(Stored rows)
•••••
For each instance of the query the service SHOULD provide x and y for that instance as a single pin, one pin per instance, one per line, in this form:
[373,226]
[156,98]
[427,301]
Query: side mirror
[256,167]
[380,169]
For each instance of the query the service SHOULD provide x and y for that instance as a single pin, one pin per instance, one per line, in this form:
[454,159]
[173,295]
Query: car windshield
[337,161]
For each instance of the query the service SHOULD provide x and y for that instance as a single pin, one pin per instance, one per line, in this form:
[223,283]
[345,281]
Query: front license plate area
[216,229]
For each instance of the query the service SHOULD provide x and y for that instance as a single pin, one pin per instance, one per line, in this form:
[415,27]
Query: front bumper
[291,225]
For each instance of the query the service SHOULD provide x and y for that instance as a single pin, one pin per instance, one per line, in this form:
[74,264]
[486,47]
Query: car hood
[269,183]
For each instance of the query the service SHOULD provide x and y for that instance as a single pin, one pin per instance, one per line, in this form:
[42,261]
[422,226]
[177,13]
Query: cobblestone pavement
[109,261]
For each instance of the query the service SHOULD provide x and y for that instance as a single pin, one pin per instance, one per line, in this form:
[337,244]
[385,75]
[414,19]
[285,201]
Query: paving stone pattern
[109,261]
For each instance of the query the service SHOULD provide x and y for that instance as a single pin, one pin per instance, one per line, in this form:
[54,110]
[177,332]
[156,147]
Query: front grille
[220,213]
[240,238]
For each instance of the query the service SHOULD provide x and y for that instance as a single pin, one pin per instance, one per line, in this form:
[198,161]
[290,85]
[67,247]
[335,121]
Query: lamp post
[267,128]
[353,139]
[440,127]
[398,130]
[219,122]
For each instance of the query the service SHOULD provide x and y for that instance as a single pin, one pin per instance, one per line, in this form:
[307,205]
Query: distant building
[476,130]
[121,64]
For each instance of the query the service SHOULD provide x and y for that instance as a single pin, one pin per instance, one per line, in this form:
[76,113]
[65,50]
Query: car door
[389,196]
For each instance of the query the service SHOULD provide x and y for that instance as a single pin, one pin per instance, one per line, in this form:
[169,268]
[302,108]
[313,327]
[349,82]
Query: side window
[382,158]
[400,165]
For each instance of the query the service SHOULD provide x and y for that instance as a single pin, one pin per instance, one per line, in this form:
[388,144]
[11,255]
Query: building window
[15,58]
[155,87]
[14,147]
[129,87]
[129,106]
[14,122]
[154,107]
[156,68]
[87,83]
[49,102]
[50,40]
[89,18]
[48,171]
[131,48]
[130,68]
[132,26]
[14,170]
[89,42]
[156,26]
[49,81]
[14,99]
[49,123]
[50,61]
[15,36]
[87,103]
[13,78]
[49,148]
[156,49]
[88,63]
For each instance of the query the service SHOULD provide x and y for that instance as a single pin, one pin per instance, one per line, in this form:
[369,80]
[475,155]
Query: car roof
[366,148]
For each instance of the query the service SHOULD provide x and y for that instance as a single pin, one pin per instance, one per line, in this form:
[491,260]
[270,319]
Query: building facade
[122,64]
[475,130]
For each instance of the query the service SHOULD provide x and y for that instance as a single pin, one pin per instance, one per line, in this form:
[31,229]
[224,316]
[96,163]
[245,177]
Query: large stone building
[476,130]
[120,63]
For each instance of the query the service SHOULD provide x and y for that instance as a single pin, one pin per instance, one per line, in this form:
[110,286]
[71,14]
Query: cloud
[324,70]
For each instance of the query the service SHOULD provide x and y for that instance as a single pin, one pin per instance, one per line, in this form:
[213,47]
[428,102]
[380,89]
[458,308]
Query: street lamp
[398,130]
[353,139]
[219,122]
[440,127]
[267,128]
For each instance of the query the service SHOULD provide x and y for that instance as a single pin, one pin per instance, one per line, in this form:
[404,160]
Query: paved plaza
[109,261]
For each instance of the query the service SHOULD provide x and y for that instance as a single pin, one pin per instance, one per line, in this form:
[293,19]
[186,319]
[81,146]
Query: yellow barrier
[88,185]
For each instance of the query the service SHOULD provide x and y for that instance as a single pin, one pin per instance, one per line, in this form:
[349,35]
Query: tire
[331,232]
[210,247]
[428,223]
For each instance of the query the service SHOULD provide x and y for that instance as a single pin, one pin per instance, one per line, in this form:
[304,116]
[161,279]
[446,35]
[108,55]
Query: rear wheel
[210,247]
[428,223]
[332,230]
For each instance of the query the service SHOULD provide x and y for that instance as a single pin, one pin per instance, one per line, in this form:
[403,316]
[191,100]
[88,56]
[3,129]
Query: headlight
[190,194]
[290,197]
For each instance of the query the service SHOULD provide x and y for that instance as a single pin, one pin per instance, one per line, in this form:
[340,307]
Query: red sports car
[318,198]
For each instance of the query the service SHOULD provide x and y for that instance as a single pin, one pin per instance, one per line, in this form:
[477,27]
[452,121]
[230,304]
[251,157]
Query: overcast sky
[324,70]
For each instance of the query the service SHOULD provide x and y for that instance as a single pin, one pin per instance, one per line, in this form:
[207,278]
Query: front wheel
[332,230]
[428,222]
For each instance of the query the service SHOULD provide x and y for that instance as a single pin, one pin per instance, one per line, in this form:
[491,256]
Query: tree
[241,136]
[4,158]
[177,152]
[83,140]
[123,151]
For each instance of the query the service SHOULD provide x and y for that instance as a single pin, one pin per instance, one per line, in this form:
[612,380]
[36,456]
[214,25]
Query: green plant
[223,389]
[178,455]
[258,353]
•••••
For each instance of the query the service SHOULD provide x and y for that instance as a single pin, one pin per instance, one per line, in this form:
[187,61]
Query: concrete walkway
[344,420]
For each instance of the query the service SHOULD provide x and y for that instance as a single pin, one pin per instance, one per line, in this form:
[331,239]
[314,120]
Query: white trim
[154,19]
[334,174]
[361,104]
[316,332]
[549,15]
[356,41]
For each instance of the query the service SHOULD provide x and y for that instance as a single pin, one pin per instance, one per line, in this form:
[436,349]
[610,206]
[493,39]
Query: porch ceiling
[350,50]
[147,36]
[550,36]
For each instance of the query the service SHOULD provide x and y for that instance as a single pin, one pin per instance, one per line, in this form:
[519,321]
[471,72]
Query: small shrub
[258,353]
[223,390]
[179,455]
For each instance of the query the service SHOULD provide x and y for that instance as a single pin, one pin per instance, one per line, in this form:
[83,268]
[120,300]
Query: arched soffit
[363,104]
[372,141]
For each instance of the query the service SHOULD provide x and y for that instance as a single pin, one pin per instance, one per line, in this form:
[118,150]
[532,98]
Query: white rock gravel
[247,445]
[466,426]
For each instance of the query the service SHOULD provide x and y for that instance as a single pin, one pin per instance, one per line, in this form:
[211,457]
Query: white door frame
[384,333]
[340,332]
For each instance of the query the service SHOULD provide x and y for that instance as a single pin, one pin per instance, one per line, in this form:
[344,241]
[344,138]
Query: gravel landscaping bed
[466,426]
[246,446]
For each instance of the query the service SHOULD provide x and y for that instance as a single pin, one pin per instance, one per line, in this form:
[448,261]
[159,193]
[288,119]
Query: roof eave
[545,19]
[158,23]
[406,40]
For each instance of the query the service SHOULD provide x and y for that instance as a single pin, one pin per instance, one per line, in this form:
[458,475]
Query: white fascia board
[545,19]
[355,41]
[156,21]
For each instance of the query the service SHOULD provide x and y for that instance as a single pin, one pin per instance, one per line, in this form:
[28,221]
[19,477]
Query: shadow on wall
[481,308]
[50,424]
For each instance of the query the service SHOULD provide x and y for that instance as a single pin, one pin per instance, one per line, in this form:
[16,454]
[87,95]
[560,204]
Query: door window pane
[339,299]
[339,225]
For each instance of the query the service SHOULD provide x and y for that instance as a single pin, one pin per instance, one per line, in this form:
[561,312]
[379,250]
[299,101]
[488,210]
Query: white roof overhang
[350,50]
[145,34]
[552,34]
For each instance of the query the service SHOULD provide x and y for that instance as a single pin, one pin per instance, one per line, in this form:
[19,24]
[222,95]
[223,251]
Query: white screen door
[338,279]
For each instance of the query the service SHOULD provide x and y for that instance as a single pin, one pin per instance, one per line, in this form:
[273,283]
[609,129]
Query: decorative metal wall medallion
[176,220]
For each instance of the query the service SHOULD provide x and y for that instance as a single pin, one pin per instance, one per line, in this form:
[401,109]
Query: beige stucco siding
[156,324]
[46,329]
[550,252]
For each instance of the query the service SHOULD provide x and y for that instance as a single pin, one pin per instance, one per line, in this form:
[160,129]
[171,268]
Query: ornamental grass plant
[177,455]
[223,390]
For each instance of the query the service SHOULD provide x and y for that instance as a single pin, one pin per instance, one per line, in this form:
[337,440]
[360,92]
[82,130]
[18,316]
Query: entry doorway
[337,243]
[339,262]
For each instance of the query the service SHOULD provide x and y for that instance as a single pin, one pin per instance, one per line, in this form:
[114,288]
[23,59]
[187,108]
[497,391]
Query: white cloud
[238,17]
•••••
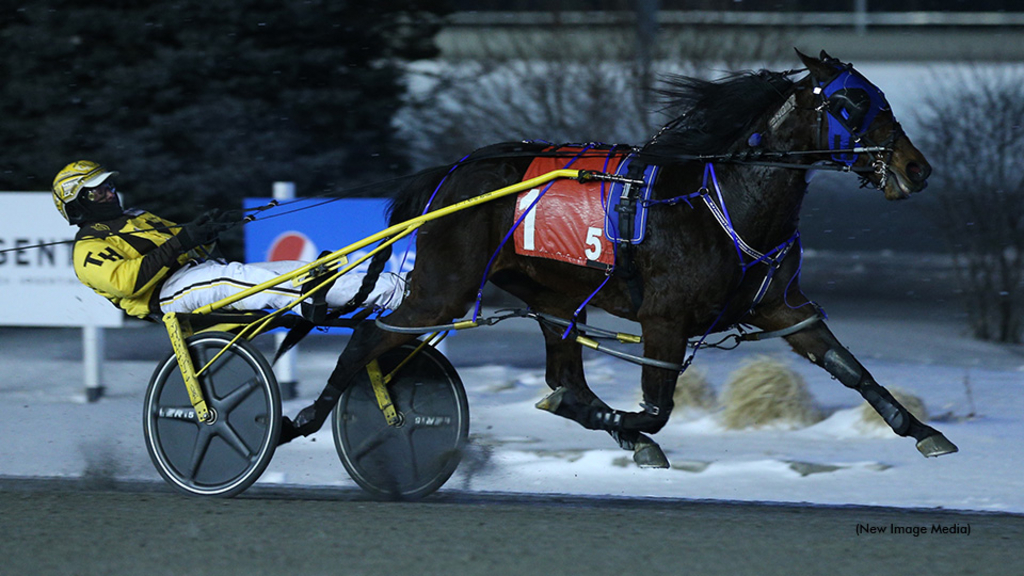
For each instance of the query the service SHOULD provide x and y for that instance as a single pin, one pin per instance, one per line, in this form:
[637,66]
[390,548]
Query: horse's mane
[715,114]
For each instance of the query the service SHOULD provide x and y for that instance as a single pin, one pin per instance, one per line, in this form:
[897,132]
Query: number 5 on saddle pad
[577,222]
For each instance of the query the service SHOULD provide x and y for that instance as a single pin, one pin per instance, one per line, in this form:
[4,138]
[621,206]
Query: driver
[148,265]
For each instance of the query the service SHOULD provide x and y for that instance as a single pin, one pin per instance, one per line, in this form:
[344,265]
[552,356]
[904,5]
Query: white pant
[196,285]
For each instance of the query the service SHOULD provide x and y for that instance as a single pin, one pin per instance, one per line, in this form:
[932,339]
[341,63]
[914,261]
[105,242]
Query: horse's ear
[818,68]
•••••
WHAT YOU WILL DO: Pull out every line from the rows above that contains the word "white", with matching case.

RESULT FOR THIS EXERCISE:
Query: white trim
Query: white rock gravel
Query: white door frame
Query: white fascia board
Query: white roof overhang
Query: white screen door
Query: white cloud
Query: white pant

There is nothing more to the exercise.